**Task to carry out:** Set down, word for word, the stretch of the Silent Valley account from "Our camp in" through "in South India.".

**Document text:**

Our camp in Silent Valley at a nice day
Lion Tailed Macaque Monkey
In Southern parts of India we have western ghats which are considered to be a semi evergreen forest. But our area called silent Valley' in Palghat district of Kerala State is the only one patch of true evergreen forest in South India.
After a camp at Cheriavalakkad (small forest), trekking is continued towards a place called Periavalakkad (higher forester) and the distance is about 20 km. This area is much thicker in vegetation. Plenty of small streams and big waterfalls are observed. The most important observation is the presence of a rare fern called Osmunda on either side of every forming a green belt. It is a rare scene that is not seen in other forests. These ferns grow to a height of 4 – 6 feet with branched spikes at the tips. The other rare fern Botrychium, not commonly found in other areas. It is a handsome fern growing to a height of about 4- 5 feet. At the ground level another rare plant species called Lycopodium grows luxuriantly. The grassland vegetation was observed at the hill tops and these are infested with varieties of snakes. Including king cobras. It was important to carry anti-venom injections. At every halt for breakfast and lunch, one has stopped on the rock surfaces along the streams.

Collected data
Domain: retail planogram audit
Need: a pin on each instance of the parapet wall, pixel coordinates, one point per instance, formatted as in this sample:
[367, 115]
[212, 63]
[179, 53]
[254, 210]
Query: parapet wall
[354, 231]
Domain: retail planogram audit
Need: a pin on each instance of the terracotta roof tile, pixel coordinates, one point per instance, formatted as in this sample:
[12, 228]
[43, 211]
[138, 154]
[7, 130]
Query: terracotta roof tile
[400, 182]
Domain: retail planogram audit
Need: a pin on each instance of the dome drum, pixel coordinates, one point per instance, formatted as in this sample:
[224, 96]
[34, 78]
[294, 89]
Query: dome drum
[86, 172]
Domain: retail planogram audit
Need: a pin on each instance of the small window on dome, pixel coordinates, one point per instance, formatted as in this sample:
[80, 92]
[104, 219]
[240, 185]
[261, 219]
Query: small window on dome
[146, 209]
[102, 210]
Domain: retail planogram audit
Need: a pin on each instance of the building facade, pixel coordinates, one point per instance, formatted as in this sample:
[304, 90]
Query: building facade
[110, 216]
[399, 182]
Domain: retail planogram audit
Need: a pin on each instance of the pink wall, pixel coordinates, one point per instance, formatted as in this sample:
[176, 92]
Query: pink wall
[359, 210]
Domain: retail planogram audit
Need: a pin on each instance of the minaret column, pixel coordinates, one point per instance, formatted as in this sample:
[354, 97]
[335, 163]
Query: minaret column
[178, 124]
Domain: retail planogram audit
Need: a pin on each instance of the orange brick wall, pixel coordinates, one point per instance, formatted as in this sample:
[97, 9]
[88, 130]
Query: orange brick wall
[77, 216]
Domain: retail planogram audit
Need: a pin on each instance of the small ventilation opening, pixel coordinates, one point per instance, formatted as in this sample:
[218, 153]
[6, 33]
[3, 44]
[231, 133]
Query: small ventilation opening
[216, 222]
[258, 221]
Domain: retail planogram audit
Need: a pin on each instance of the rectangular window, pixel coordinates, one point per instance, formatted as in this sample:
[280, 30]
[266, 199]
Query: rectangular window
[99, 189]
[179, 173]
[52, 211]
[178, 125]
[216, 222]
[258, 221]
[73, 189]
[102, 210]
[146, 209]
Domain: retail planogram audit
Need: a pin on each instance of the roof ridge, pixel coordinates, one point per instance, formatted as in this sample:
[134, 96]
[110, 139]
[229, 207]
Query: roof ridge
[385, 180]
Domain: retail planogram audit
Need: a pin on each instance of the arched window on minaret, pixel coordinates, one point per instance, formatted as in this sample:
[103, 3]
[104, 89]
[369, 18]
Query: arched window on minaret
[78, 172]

**Solution for this exercise:**
Our camp in Silent Valley at a nice day
Lion Tailed Macaque Monkey
In Southern parts of India we have western ghats which are considered to be a semi evergreen forest. But our area called silent Valley' in Palghat district of Kerala State is the only one patch of true evergreen forest in South India.